[The task] Can you render the stretch of rows below, from the start through the line containing "(1107, 297)", as a JSON list of strings, one string per line, including both ends and omitting blank lines?

^^^^^^^^^^^^^^^^

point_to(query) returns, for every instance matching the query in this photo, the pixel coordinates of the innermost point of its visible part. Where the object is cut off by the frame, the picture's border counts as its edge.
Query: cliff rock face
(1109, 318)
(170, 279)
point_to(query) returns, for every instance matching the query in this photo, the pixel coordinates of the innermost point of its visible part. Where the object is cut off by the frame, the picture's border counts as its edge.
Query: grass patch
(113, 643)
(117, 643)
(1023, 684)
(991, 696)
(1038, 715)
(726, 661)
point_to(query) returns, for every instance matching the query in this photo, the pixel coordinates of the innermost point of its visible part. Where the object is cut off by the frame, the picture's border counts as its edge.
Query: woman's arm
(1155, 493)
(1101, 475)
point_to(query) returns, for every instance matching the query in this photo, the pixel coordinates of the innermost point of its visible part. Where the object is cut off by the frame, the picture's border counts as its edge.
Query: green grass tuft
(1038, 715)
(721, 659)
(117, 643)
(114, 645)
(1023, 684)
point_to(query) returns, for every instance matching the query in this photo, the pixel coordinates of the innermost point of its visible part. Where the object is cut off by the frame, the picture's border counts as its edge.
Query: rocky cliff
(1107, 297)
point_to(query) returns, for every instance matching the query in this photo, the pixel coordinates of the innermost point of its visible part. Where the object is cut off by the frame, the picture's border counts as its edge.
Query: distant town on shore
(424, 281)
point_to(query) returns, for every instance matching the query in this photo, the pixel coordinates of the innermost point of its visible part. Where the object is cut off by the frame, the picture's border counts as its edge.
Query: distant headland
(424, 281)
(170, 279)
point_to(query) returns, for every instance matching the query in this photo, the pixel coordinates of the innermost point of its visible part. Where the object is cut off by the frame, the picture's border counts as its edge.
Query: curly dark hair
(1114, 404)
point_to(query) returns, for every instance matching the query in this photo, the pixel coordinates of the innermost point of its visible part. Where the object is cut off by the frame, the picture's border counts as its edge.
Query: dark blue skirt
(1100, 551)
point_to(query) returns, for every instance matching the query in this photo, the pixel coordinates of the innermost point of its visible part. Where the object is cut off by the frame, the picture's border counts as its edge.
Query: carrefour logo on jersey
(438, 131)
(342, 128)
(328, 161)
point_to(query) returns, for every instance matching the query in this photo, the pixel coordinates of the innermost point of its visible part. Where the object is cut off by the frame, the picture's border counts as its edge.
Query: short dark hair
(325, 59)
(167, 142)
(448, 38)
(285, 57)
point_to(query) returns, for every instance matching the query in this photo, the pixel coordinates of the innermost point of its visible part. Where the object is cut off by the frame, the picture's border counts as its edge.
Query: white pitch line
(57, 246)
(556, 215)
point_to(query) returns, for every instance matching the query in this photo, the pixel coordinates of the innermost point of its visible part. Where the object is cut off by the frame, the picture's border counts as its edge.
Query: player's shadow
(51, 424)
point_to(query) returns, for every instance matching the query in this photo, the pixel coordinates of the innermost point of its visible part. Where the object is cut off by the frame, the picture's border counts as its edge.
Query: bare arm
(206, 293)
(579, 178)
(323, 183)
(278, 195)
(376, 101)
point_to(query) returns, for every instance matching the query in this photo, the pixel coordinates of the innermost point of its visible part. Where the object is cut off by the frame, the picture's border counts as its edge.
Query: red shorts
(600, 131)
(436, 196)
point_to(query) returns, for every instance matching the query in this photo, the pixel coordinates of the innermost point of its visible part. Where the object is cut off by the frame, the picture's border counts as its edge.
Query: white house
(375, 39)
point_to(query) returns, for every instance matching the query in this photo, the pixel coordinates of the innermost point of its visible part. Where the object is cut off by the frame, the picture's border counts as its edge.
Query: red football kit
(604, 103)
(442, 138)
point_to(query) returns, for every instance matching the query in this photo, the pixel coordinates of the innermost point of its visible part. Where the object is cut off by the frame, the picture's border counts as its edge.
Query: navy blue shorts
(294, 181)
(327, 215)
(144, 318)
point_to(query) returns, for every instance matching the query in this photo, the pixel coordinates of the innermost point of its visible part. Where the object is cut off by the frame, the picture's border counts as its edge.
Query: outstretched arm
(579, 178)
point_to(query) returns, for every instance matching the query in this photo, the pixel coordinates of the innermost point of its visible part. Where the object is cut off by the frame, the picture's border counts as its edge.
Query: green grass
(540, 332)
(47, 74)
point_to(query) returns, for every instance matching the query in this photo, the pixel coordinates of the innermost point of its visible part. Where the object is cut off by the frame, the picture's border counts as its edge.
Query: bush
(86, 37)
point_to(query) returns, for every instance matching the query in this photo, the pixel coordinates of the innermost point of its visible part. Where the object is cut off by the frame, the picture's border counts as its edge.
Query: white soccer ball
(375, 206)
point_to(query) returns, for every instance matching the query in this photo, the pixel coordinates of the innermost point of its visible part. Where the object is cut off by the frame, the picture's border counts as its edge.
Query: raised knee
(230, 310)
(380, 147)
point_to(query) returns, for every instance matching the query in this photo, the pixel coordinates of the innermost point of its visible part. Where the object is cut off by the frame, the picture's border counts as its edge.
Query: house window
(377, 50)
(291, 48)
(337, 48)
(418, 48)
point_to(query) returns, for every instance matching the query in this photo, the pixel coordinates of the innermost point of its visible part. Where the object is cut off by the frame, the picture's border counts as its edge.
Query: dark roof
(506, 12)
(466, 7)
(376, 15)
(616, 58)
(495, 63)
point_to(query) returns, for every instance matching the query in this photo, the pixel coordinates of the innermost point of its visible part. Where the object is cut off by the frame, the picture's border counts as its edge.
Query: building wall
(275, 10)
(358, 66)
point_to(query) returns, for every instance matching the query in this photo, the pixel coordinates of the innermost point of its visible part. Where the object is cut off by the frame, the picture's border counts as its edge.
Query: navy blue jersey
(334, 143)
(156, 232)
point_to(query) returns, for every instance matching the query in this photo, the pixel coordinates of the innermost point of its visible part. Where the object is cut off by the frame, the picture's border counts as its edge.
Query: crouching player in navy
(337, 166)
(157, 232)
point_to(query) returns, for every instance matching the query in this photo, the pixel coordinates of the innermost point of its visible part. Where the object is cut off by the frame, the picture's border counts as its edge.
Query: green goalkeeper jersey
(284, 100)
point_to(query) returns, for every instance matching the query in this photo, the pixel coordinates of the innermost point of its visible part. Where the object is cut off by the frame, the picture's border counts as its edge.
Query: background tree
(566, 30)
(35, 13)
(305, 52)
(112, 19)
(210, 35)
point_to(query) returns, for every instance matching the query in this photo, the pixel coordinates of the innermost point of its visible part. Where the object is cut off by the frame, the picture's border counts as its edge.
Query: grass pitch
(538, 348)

^^^^^^^^^^^^^^^^

[Result of the exercise]
[
  "point_to(query) returns, for every instance matching the query in this photo, the pixel coordinates of the innermost point of its visible part. Where the object is cut off by the frame, the picture's border counts as its edge.",
  "Query: cliff rock face",
  "(1109, 318)",
  "(170, 279)",
  "point_to(query) returns, for every instance matching the query in this photo, the pixel coordinates of the innermost point of its visible part. Where the object is cut off by the frame, the picture's border counts as its edge.",
  "Query: grass patch",
  "(113, 643)",
  "(117, 643)",
  "(1023, 684)",
  "(991, 696)",
  "(1038, 715)",
  "(726, 661)",
  "point_to(query) returns, for every instance matching the query in this photo, the pixel coordinates of the innermost point of its visible part. Where the object is cut off by the frame, the picture's border counts as its edge.",
  "Query: woman's arm",
  "(1155, 493)",
  "(1101, 475)",
  "point_to(query) returns, for every instance matching the query in this photo, the pixel coordinates of the innermost point of its visible part. Where the object is cut off by the frame, the picture's border counts as its edge.",
  "Query: green grass tuft",
  "(1038, 715)",
  "(721, 659)",
  "(117, 643)",
  "(114, 645)",
  "(1023, 684)",
  "point_to(query) returns, for every instance matching the query in this photo, the pixel coordinates of the innermost point of its visible part. Where the object is cut off by the frame, the picture's border counts as its edge.",
  "Query: rocky cliff",
  "(1107, 297)"
]